WHAT TO PRODUCE: Reproduce every one of the entries below verbatim, keeping each line unchanged.

Object location annotation data:
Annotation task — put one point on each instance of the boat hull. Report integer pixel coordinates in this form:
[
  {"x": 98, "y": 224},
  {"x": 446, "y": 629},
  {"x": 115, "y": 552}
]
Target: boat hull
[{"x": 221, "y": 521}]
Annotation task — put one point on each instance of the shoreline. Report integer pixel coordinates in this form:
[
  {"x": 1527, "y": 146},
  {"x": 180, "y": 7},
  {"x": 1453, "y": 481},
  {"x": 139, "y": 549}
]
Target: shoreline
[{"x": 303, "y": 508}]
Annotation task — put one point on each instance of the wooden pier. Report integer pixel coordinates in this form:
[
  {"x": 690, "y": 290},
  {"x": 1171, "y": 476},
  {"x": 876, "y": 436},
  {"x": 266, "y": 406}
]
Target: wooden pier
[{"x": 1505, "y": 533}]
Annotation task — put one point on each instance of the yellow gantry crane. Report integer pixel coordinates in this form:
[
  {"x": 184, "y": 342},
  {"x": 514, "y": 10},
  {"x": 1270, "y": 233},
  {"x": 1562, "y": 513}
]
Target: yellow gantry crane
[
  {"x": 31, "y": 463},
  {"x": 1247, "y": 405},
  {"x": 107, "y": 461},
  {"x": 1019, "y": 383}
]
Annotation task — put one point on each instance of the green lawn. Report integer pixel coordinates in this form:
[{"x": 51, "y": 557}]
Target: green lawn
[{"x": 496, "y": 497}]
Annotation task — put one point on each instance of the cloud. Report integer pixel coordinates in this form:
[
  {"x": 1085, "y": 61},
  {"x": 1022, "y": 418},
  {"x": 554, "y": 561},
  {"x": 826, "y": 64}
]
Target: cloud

RESULT BELOW:
Annotation task — put one point on each instance of the boat hull. Report integer pixel coordinates in this form:
[
  {"x": 98, "y": 224},
  {"x": 446, "y": 629},
  {"x": 115, "y": 552}
]
Target: boat hull
[{"x": 221, "y": 521}]
Annotation task — put one point on each instance of the shoreline. Report integer pixel coordinates in this form:
[
  {"x": 1527, "y": 146},
  {"x": 180, "y": 7},
  {"x": 1453, "y": 481},
  {"x": 139, "y": 549}
]
Target: shoreline
[{"x": 303, "y": 508}]
Annotation task — put one point on each instance of the wooden pier. Report integer pixel coordinates in this form:
[
  {"x": 690, "y": 290},
  {"x": 1171, "y": 476},
  {"x": 876, "y": 436},
  {"x": 266, "y": 406}
]
Target: wooden pier
[{"x": 1505, "y": 533}]
Annotation task — put one point on each instance of the yellow gantry crane. Report integer pixel coordinates in this form:
[
  {"x": 184, "y": 342},
  {"x": 514, "y": 10},
  {"x": 1270, "y": 233},
  {"x": 1562, "y": 513}
]
Target: yellow gantry crane
[
  {"x": 31, "y": 463},
  {"x": 1247, "y": 405},
  {"x": 107, "y": 461},
  {"x": 1019, "y": 383}
]
Annotation task — put one point on each instance of the green lawn. Report integer pixel coordinates in this form:
[{"x": 51, "y": 557}]
Target: green lawn
[{"x": 496, "y": 497}]
Annotation task — put one point on each instance of the cloud. Report integer pixel coordinates in this form:
[
  {"x": 1085, "y": 61},
  {"x": 1022, "y": 418},
  {"x": 554, "y": 561},
  {"x": 826, "y": 64}
]
Target: cloud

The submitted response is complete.